(Raw records)

:::

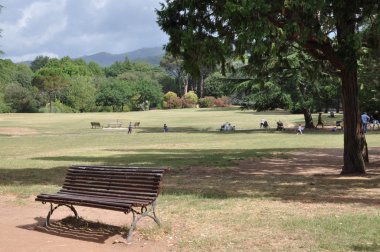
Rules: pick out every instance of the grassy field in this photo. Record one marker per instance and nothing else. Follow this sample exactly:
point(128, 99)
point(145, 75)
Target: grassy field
point(207, 204)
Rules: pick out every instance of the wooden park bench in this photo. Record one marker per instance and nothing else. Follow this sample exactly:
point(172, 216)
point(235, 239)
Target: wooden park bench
point(123, 189)
point(95, 125)
point(114, 125)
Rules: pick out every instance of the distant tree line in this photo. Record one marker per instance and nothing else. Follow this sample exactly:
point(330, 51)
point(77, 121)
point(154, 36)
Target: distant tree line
point(68, 85)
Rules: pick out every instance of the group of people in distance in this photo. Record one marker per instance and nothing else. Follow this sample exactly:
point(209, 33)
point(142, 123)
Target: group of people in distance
point(227, 127)
point(367, 121)
point(166, 128)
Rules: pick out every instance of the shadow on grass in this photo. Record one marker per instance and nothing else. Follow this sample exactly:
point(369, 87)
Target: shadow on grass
point(78, 229)
point(370, 247)
point(308, 176)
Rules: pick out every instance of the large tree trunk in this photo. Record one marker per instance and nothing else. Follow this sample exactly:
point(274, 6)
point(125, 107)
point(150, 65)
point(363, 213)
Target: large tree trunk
point(309, 124)
point(354, 140)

:::

Every record must be copied exactly, with images dropped from the result.

● **SOLUTION**:
Rules: pick out every instance of the grassy field in this photo. Record one marker per instance and nothing else. Follow this sample exactly:
point(128, 99)
point(145, 75)
Target: grassy field
point(207, 204)
Rules: pick out every instance of the wooden park bench in this photo. Record one marker per instance and nothing else. Follow this sample exactly:
point(172, 216)
point(235, 239)
Target: wooden park bench
point(123, 189)
point(95, 125)
point(114, 125)
Rules: pick out every instance of the distant tree line in this photo. Record one marker per instance and nothing else. Follow this sample exactly:
point(330, 51)
point(77, 121)
point(154, 36)
Target: distant tree line
point(68, 85)
Rules: pick out every instance of the group of people in distance in this photo. Record one marker per instance and nothing else. Follow this sample exactly:
point(209, 33)
point(142, 123)
Target: group of people in distance
point(227, 127)
point(367, 121)
point(166, 128)
Rules: pick out every instance of the shadow on grass in this photo. Record one marker per instance and nothing else. Follow this sample exactly:
point(369, 87)
Target: shadow on grass
point(78, 229)
point(370, 247)
point(308, 176)
Rules: pick out every instance of the large tree trunk in this photo. Record one marker per instance and nothing else. Follow this sample exactly:
point(274, 6)
point(125, 107)
point(150, 65)
point(363, 213)
Target: large tree trunk
point(309, 124)
point(354, 140)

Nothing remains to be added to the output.